> _PROBLEM TO WORK ON_:
Transcribe the data in full, keeping each line exactly as it appears.

> _GIVEN DATA_:
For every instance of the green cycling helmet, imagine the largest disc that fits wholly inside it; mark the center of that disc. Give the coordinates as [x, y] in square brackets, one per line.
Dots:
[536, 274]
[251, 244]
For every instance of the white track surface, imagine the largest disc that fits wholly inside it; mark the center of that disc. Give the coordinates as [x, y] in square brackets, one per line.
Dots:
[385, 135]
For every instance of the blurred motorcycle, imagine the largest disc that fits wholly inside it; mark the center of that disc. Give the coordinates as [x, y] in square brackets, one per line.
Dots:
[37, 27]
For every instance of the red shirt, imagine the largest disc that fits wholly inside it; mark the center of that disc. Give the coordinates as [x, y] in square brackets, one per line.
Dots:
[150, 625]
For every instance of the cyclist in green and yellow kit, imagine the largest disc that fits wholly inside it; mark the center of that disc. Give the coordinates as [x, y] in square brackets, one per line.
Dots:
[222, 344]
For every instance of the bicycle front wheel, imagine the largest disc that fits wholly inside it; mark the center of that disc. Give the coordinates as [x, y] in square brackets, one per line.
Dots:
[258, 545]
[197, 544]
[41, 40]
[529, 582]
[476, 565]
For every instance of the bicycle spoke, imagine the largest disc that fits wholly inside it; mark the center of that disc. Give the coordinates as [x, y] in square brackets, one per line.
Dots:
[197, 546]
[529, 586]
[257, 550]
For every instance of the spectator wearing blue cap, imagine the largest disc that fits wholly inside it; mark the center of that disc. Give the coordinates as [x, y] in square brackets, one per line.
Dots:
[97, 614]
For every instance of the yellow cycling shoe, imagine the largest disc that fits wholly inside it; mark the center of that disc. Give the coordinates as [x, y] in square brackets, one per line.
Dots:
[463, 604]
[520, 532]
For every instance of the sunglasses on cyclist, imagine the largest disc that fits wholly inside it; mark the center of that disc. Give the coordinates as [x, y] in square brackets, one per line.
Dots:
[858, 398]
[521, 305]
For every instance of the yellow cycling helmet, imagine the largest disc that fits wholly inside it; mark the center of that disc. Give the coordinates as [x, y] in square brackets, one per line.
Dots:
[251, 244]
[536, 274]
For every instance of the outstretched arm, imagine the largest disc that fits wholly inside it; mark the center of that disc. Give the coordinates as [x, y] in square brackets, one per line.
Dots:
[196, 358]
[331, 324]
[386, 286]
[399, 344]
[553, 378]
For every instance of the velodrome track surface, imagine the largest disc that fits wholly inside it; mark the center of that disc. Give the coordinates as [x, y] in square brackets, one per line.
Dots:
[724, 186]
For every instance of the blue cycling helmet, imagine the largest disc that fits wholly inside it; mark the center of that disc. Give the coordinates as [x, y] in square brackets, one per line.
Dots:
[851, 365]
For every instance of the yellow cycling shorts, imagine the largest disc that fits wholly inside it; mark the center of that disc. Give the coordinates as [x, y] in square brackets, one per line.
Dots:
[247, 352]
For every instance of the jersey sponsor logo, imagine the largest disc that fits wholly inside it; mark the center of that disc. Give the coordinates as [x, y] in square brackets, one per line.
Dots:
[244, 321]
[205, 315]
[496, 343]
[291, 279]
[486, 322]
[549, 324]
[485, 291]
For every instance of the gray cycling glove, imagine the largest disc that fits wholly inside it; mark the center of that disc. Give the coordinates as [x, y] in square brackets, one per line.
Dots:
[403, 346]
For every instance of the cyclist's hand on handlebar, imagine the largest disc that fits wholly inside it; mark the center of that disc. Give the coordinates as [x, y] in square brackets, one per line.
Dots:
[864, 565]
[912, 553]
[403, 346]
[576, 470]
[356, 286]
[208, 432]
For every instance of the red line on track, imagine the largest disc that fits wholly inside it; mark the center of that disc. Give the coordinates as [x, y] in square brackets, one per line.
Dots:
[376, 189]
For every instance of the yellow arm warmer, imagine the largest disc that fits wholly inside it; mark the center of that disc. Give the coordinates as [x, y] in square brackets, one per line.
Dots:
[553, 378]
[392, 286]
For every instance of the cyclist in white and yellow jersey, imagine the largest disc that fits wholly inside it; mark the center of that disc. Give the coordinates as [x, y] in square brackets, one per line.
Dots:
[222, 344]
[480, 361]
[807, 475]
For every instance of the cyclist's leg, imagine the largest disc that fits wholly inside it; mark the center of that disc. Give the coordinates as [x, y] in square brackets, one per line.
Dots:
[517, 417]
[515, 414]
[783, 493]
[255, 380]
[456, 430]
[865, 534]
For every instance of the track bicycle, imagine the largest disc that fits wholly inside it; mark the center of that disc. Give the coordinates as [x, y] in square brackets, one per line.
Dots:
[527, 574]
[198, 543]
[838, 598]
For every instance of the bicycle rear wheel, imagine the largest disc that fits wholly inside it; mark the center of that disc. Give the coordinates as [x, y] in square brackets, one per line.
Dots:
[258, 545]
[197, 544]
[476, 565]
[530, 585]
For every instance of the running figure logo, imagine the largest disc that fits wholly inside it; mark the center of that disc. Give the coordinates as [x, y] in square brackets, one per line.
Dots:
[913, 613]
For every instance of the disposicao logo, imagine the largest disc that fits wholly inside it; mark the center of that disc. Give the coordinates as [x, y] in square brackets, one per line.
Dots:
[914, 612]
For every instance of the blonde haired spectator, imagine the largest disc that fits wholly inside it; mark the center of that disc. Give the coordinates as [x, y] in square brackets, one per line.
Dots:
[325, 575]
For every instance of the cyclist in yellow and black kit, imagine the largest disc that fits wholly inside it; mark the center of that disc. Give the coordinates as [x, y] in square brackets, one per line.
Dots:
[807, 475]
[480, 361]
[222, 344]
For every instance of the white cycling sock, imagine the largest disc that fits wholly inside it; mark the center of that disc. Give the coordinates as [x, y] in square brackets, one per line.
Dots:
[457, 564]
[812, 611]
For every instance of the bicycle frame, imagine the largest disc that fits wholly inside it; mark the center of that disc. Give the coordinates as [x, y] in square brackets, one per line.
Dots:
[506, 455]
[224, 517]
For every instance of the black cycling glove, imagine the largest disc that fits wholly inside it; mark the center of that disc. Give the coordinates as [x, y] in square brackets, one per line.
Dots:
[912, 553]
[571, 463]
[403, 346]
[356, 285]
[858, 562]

> _RESULT OF THIS EXERCISE_:
For every instance of the green cycling helmet, imagine the largest disc that fits wholly inside it; mark the center of that disc. Give the coordinates as [x, y] in square brackets, one per line.
Dots:
[536, 274]
[251, 244]
For every instance of the white track surface, imagine the largest disc that fits wholly inside it; mark the center of that disc. Give the coordinates as [x, y] in square brackets, one per line.
Dots:
[385, 135]
For every instance of the blurred motorcycle, imagine the largest disc that fits wholly inside it; mark the center of that disc. Give the coordinates as [x, y] in square brackets, one per line.
Dots:
[37, 27]
For every instance of the red shirt, imagine the largest disc that fits wholly inside it; mark the center of that disc. Give the coordinates as [x, y] in square brackets, one per line.
Dots:
[150, 625]
For every instance of the cyclist in green and yellow kit, imagine the largest disc that fits wholly inside it; mark the center of that disc. Give the coordinates as [x, y] in square brackets, one per line.
Dots:
[222, 344]
For every instance of the bicycle front wheel, imagine the largest disc that fits wholly inside it; mark the center of that disc. Give the coordinates as [x, y] in square brackets, one per line.
Dots:
[258, 545]
[197, 544]
[41, 40]
[529, 582]
[476, 565]
For every instance of the bicycle spoke, imagine the largest disc that fits wholly inside it; mark the center of that disc. Give the coordinates as [x, y] in square brackets, one per line.
Dots:
[197, 546]
[529, 586]
[257, 550]
For every instance of the spectator wearing blue cap, imagine the largest disc that fits wholly inside it; mark the center of that disc. Give the coordinates as [x, y] in square brackets, one per line.
Dots:
[97, 614]
For every instance of the yellow cycling shoe, imagine the largest disc that fits wholly inside it; mark the center of that disc. Give the coordinates as [x, y] in square brackets, one per line.
Dots:
[463, 604]
[520, 532]
For every instance of the sunglasses on cyclist, imagine the largest disc that fits wholly inside it; mark the center of that disc. Give the coordinates as [x, y] in square brackets, one per line.
Dots:
[858, 398]
[521, 305]
For every instance of the yellow cycling helmet, imagine the largest disc that fits wholly inside it; mark the center of that disc. Give the coordinates as [x, y] in square brackets, one per line.
Dots:
[251, 244]
[536, 274]
For every instance of the outstretched arm, imagine the largest disc that fits wholly inside it; mark the center of that disc. Give the coordinates as [x, y] in square brackets, one per line.
Dots:
[196, 358]
[331, 324]
[386, 286]
[399, 344]
[553, 378]
For every instance of the velodrome track surface, imagine the largest disc that fits wholly inside it; mark the center of that disc. Give the coordinates as [x, y] in square brackets, one per line.
Dots:
[724, 186]
For every instance of the blue cycling helmet, imagine the largest disc that fits wholly inside it; mark the center of that disc. Give the coordinates as [x, y] in square brackets, one per line.
Dots:
[851, 365]
For every instance of the yellow cycling shorts, imagine the largest disc that fits wholly inside it; mark the center of that disc. Give the coordinates as [x, y] in square brackets, one per line.
Dots:
[247, 352]
For every instance of the jersey sponsor logo, imagine the largest disc that fits wholly inside it; mark the center of that disc. Give the coordinates as [x, y] in square brackets, one per line.
Dots:
[244, 321]
[205, 315]
[496, 343]
[291, 279]
[486, 322]
[549, 324]
[485, 291]
For every instance of the gray cycling glove, imagine the largest disc that fits wholly inside it; mark the center of that disc. Give the coordinates as [x, y] in square brackets, one per line.
Dots:
[403, 346]
For every instance of the cyclist's hand on handlebar, imagine the largest disc that fits wholly inside it; mark the center of that disc. Give the coordinates as [x, y] in square brackets, one per line.
Dots:
[864, 565]
[912, 553]
[403, 346]
[576, 470]
[356, 286]
[208, 432]
For every instance of the red line on track, imagine the largest disc that fits wholly inside it; mark the center of that disc. Give the coordinates as [x, y] in square brackets, one per line.
Dots:
[376, 189]
For every instance of the yellow arm warmer, imagine the largest disc that fits wholly inside it; mark the center of that disc. Give the coordinates as [x, y] in square brackets, one per line.
Dots:
[553, 378]
[392, 286]
For every instance of the cyclist in white and yellow jersey, imagine the largest disc that fits wholly inside it; mark the center of that disc. Give the coordinates as [x, y] in square brackets, one per line.
Dots:
[222, 344]
[480, 361]
[807, 475]
For every instance of the cyclist's leg, imagine the largest disc that fits wholly inside it; mark the center of that disc. Give the coordinates as [x, y] in square brackets, one per line.
Dots:
[517, 417]
[515, 414]
[783, 493]
[255, 380]
[456, 430]
[865, 534]
For every instance of the track bicycle, imagine the largest disc that fits wholly inside it; mark the center of that disc. Give the coordinates as [x, y] in square brackets, one per line.
Dots:
[527, 574]
[198, 543]
[838, 598]
For every instance of the bicycle rear wheel, imagine the largest disc that fits wholly inside it; mark the center of that disc. Give the coordinates as [x, y] in square brackets, one per line.
Dots:
[258, 545]
[197, 544]
[476, 565]
[530, 585]
For every instance of the running figure logo, imagine the largest disc that fits wholly inside it; mark the center of that disc. Give the coordinates as [x, y] in square brackets, one per line.
Dots:
[913, 613]
For every instance of the disposicao logo, imagine the largest disc that fits wholly inside it; mark the center of that disc. Give the coordinates as [x, y] in square brackets, one per line.
Dots:
[914, 612]
For every instance of the blonde haired spectator, imagine the largest disc that fits wholly inside it; mark the center of that disc. Give the coordinates as [x, y] in square brackets, one per line.
Dots:
[325, 575]
For every instance of the cyclist in yellow and black kit, imagine the largest disc that fits wholly inside it; mark the center of that disc. Give the coordinates as [x, y] in square brackets, one per line.
Dots:
[807, 475]
[480, 361]
[222, 344]
For every instance of the white cycling sock, imagine the largest disc that fits wholly inside it; mark the center of that disc. Give the coordinates as [x, y] in square brackets, one per line.
Dots:
[457, 564]
[812, 611]
For every instance of the bicycle frame, imagine the largest disc that fits wholly inside it; mark the center of that disc. Give the coordinates as [x, y] in square brackets, one per line.
Dots:
[506, 455]
[224, 517]
For every instance of the black cycling glove, imagine the largest disc that fits wholly inside it; mark the center of that disc. Give the coordinates as [x, y] in square brackets, one per line.
Dots:
[912, 553]
[571, 463]
[403, 346]
[356, 285]
[858, 562]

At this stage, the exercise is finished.